Problems to solve:
#1 Answer each question from the caregiving text, one line per answer, marked (a), (b) and (c) to match:
(a) How many Americans age 18 or older are estimated to be providing care to an adult?
(b) What diagnosis is named as raising many new issues?
(c) What does the text say caregiving is more than?
#2 In one to three sentences, explain why the caregiving text advises caregivers to accept offers of help.

Given text:
○ ○ ○ ○ ○
Being a caregiver is one of the most challenging roles a person can experience. Caregivers are people from all walks of life; they are spouses, parents, children, friends and siblings who have a special bond with their loved one. If you are a caregiver, you are not alone. A joint study conducted by the National Alliance for Caregiving and the AARP found that an estimated 43.5 million Americans age 18 or older are providing care to an adult.*

*2015 National Alliance for Caregiving in collaboration with AARP

Many new issues arise when a person is diagnosed with an acoustic neuroma. Caregivers devote tremendous time and energy into meeting these new challenges in an effort to care for and improve their loved ones' lives, while trying to balance their own needs and responsibilities. Caregivers are special people with overwhelming responsibilities. We offer the following suggestions to help caregivers take care of themselves:

  • Take care of your own physical and mental health needs. You've probably heard this before, ”You can't take care of someone else if you don't take care of yourself.” Be aware of your stress levels, take breaks, exercise, and talk to a friend. Only you know what works best for you.

  • Ask for help! We all have our limitations, be aware of your strengths and abilities. When people offer to help, accept the offer – caregiving is definitely more than a one person job.
○ ○ ○ ○ ○
Source material:
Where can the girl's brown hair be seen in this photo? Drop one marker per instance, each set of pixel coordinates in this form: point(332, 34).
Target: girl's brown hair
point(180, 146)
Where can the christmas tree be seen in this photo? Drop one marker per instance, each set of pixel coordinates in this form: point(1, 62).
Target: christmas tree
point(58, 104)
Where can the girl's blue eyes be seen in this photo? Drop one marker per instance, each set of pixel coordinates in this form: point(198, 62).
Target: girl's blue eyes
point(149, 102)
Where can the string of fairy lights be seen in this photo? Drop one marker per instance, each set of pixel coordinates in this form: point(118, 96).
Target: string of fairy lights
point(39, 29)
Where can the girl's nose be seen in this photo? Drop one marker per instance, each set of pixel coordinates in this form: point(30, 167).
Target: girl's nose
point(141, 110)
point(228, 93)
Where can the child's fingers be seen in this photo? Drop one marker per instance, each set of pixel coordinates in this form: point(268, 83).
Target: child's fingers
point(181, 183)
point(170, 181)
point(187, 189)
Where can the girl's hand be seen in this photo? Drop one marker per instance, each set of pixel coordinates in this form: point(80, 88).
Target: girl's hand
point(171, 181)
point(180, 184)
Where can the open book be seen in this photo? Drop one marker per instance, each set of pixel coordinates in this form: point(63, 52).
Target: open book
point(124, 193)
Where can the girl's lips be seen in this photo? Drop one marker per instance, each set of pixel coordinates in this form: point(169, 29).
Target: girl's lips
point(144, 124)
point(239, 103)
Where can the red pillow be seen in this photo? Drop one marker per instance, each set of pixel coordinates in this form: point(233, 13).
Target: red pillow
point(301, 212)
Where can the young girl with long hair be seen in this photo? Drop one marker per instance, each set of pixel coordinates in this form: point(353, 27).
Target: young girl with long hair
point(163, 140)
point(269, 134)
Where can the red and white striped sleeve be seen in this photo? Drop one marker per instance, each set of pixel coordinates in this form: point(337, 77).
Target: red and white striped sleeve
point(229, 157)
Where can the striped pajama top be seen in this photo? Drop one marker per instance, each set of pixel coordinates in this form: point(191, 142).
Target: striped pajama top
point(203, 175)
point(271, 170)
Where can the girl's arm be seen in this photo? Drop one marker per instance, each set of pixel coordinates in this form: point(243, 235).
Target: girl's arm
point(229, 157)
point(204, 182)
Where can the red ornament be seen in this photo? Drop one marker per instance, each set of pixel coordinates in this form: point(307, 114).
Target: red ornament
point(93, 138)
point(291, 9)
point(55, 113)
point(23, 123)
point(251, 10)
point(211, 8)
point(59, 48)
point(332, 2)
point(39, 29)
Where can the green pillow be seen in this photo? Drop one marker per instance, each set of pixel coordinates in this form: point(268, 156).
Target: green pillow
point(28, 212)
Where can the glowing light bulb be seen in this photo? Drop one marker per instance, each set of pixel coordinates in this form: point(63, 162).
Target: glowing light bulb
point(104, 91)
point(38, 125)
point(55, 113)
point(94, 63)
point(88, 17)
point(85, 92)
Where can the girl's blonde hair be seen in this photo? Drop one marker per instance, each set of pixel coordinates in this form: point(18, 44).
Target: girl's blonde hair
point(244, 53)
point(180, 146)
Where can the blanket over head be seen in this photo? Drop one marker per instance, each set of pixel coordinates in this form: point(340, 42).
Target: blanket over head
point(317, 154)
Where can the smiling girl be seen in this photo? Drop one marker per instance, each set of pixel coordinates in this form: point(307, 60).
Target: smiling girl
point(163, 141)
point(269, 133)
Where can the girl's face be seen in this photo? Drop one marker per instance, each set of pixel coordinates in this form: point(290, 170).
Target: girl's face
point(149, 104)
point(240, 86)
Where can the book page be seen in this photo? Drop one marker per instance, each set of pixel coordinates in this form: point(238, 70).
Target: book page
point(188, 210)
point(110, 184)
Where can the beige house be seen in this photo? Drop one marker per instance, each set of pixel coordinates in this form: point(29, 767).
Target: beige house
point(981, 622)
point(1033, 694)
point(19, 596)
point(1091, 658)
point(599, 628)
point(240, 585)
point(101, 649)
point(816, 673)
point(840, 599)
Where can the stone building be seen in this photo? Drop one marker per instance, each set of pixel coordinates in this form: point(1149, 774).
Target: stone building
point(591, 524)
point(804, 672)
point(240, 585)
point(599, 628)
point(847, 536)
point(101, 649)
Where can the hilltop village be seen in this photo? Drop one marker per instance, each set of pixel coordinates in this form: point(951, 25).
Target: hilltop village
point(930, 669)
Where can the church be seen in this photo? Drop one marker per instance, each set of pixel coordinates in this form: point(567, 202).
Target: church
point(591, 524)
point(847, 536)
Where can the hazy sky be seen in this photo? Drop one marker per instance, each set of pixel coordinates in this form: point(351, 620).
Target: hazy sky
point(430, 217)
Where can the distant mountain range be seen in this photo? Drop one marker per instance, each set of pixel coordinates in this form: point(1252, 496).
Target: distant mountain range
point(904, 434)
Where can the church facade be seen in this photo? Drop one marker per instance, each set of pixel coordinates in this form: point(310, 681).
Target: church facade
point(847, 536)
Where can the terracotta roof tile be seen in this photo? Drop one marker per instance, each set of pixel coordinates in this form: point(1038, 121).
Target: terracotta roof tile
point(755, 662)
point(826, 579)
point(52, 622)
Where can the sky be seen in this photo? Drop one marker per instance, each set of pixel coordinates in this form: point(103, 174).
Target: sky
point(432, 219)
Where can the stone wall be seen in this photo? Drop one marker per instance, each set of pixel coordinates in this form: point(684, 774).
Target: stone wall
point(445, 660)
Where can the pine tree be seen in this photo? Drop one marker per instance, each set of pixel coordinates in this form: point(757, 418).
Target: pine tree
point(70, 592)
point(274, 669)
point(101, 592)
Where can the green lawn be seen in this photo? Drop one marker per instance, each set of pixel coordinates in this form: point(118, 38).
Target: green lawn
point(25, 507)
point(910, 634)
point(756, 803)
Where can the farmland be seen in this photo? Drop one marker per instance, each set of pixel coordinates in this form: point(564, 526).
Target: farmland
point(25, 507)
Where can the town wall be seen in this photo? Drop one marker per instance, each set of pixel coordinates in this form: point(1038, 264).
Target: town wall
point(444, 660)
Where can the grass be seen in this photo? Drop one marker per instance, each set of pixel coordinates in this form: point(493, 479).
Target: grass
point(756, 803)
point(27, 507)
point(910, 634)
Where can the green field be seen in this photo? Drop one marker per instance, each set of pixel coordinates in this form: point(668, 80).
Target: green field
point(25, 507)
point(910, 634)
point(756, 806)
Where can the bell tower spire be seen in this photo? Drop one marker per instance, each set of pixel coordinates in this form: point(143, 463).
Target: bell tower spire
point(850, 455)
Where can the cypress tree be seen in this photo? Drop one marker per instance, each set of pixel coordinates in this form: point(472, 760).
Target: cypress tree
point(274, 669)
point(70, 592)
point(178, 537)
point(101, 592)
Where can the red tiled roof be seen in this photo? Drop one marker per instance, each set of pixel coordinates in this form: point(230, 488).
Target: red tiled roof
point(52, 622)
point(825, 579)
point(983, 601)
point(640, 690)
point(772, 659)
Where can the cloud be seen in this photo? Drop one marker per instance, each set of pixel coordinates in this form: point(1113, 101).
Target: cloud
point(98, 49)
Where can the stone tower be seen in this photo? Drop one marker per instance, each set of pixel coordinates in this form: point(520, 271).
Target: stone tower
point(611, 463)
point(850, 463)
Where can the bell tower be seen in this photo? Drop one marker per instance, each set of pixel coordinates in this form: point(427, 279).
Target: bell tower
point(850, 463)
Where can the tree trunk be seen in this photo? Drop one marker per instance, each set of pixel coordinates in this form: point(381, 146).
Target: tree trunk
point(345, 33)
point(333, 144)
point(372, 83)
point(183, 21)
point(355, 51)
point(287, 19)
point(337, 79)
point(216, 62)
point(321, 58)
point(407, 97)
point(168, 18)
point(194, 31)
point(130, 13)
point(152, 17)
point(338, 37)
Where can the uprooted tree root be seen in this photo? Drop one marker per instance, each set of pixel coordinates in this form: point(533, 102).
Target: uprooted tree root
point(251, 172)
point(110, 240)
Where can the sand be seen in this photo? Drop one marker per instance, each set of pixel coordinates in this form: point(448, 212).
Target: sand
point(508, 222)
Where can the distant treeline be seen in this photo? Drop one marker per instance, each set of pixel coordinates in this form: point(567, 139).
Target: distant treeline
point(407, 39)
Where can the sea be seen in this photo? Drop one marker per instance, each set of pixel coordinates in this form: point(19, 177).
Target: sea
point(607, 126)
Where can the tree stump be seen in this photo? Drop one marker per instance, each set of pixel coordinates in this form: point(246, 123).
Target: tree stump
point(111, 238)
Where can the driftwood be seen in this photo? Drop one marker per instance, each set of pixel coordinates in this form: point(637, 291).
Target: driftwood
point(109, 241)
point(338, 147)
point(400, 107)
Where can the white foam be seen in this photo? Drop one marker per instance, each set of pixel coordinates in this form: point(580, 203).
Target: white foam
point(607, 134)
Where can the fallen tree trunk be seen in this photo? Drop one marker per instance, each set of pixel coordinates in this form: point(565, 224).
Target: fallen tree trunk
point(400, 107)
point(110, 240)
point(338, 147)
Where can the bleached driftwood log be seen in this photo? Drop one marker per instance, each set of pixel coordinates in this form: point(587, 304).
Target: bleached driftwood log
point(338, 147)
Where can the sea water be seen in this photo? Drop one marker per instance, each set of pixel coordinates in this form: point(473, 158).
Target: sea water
○ ○ ○ ○ ○
Task-by-task results:
#1
(a) An estimated 43.5 million.
(b) An acoustic neuroma.
(c) A one person job.

#2 Everyone has limitations, and caregiving is more than a one person job. For these reasons, the text tells caregivers to accept help when people offer it.